--- START ---

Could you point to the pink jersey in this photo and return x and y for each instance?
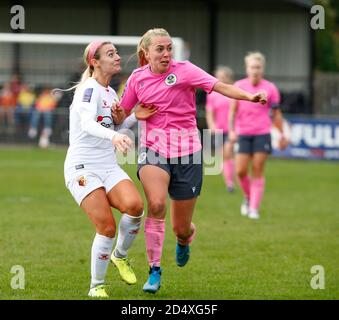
(219, 105)
(172, 131)
(254, 118)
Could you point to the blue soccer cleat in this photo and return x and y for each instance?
(153, 282)
(182, 254)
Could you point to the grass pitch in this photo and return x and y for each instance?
(43, 230)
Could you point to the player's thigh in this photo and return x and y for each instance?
(125, 197)
(258, 163)
(155, 182)
(98, 209)
(182, 213)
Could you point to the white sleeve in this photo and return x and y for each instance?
(87, 109)
(129, 122)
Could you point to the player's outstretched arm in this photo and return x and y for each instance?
(234, 92)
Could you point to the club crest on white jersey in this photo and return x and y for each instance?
(171, 79)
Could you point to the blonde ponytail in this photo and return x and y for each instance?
(87, 72)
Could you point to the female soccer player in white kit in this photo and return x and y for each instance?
(92, 174)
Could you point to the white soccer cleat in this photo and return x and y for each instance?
(244, 209)
(253, 214)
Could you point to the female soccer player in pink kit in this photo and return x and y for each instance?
(170, 149)
(217, 109)
(252, 130)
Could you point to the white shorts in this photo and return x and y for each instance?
(82, 182)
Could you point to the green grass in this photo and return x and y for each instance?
(43, 230)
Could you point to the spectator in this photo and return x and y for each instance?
(7, 106)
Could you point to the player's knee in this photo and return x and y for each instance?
(156, 207)
(181, 233)
(241, 173)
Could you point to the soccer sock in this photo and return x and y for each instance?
(245, 186)
(190, 238)
(101, 251)
(154, 235)
(128, 229)
(257, 191)
(228, 170)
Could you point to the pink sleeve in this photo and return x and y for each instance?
(275, 97)
(129, 97)
(199, 78)
(209, 102)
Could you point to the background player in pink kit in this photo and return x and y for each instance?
(170, 149)
(252, 130)
(217, 109)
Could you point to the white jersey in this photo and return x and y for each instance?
(91, 128)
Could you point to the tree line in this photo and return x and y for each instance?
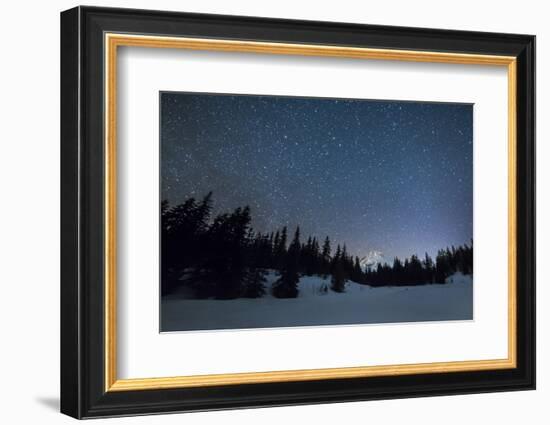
(223, 257)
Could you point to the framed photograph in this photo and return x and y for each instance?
(261, 212)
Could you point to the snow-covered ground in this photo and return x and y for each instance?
(314, 305)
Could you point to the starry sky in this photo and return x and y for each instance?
(389, 176)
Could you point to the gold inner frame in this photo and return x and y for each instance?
(113, 41)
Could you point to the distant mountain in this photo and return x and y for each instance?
(372, 259)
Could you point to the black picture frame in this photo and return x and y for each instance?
(83, 392)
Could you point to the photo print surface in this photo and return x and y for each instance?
(282, 211)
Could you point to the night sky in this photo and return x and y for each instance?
(386, 176)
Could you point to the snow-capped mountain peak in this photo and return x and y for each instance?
(372, 259)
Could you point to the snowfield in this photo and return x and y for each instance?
(317, 304)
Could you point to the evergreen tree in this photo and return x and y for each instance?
(338, 280)
(253, 285)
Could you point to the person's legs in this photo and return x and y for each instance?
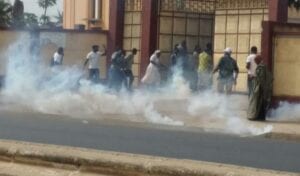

--- END ---

→ **WHAT NEEDS TO BE DONE**: Quote exactly the lines from the line that contains "Could you point to the soccer" through the last line of the listing, please, leaving out all pictures.

→ **ANSWER TO THE EXERCISE**:
Could you point to the soccer sock in this photo and return x and y for each instance?
(245, 186)
(190, 238)
(101, 251)
(154, 235)
(128, 229)
(257, 191)
(228, 170)
Could you point to the pink sleeve in this photo and return x and y for each instance?
(275, 97)
(129, 97)
(199, 78)
(209, 102)
Could you point to the background player in pink kit in this photo and return x and y for each instance?
(170, 149)
(252, 130)
(217, 109)
Could you point to the white jersey in this photo and return x and y for each instance?
(91, 128)
Could you point to the tree line in this photo and return x and y for each instance?
(223, 257)
Could you point to the framed photograph in this photo and return x and y for each instance?
(261, 212)
Could you point to the snow-covered ground in this photo and return x and y for each instance?
(314, 305)
Could you point to the starry sky in this photo and return x and y for each instance?
(389, 176)
Could you point to the gold inner frame in this photo and return x and y for each instance?
(113, 41)
Could you point to the distant mountain in this photo and return x and y for each instance?
(372, 259)
Could you point to the black picture frame in this photo and return x and y for each instance?
(83, 392)
Could you point to the photo print surface in this photo and return x and y for each instance?
(282, 211)
Could you point to the night sky in this photo and return x and y for each instance?
(386, 176)
Could you point to the snow-capped mountain peak in this photo and return x and y for each instance?
(372, 259)
Could you point to the snowfield in this photo and return x and y for each instance?
(317, 304)
Could you point to the evergreen tree in this photo and return x and y for each instance?
(338, 280)
(253, 285)
Could you point to the person's legs in this photo and return x and y for each instance?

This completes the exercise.